§ THE REQUEST: Collect every line of the records below in which the word "metal" appears, copying each line unchanged.

§ AVAILABLE DATA:
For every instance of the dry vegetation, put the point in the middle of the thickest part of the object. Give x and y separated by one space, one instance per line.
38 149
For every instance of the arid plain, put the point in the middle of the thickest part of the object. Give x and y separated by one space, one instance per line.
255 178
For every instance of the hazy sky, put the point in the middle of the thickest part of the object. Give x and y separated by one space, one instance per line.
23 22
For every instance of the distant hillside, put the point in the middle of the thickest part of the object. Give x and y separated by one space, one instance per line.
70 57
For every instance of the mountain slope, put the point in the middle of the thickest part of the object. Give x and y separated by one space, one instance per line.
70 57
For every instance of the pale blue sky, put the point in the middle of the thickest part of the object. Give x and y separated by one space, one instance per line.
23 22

---

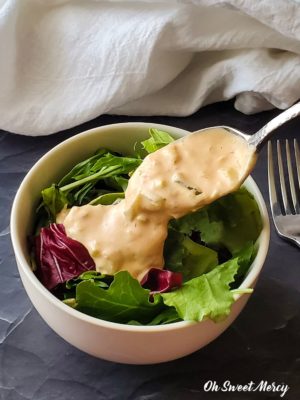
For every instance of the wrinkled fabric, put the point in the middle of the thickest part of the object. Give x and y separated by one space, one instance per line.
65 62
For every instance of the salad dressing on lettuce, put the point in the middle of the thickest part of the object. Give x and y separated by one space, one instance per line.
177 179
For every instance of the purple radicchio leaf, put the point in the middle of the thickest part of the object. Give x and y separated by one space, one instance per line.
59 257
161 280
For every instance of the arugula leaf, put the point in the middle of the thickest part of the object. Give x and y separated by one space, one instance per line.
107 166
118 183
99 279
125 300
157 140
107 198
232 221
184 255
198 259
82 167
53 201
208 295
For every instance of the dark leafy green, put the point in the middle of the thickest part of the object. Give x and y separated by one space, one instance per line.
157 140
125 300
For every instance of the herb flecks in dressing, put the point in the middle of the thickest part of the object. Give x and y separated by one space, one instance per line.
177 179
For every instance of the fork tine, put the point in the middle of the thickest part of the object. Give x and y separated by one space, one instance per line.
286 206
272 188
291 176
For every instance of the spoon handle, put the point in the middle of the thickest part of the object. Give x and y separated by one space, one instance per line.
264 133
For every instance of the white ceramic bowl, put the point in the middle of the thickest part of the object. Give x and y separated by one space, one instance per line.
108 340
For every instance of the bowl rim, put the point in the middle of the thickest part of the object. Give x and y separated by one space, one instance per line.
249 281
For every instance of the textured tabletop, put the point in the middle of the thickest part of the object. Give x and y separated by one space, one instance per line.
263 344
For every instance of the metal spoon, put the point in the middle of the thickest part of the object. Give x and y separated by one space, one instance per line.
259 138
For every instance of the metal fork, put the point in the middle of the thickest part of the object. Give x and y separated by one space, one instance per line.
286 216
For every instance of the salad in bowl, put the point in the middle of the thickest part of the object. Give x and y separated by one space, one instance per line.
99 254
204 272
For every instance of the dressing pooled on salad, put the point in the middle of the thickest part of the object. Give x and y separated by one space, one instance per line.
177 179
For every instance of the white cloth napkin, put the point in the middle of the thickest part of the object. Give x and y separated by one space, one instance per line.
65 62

...

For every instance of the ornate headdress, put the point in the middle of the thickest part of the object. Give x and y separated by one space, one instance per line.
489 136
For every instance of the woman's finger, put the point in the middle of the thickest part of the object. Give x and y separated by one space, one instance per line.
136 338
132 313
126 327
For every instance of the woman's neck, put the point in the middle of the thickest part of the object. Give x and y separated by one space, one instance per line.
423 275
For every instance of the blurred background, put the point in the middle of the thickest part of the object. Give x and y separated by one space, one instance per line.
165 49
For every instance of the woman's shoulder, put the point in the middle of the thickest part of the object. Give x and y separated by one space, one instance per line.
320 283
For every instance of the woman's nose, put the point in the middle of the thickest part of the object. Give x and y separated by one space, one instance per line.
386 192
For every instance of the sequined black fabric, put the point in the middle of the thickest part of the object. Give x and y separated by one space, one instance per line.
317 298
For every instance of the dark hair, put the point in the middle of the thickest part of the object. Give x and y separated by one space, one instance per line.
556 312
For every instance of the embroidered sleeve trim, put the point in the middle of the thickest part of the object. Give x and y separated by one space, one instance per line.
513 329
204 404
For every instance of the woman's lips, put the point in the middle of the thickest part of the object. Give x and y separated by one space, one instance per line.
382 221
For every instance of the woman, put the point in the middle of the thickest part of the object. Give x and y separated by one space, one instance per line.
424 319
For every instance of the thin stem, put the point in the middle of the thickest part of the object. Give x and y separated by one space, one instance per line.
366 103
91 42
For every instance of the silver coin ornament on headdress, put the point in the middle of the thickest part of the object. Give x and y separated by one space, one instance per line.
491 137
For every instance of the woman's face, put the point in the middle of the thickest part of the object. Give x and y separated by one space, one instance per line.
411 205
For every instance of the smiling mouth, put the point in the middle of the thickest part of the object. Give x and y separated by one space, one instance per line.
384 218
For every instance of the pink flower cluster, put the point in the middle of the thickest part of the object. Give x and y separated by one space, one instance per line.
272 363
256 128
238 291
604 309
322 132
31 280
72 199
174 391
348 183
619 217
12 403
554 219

§ FINAL RESULT:
For every instance of the metal spoon, put the point in the middle of the thickest part of the object. Give x and y separated by one space, one instance per line.
For every instance of the metal fork, put the point in the middle of the thickest part of the object. Give x and y separated by one space, one instance per line.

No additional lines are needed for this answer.